▶ [Instructions to follow]: Retype the listing from the line containing "Exercise. Locate the standing" up to and including the line containing "Target: standing man", with every line kept exactly as it appears.

▶ [Exercise inputs]:
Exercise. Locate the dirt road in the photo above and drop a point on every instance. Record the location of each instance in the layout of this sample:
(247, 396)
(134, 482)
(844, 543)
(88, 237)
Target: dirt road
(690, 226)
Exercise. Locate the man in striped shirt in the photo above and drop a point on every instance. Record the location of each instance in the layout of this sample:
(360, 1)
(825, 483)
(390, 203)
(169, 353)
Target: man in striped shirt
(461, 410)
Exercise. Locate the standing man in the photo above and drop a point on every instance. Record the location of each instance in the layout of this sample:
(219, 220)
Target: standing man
--
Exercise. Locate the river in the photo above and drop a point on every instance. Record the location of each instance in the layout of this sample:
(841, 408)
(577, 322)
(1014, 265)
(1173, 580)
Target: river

▶ [Solved exercise]:
Exercise. Locate the standing man in the photo above and drop a point on every instance. Record the location of each instance in the layout of this sample:
(219, 220)
Target: standing man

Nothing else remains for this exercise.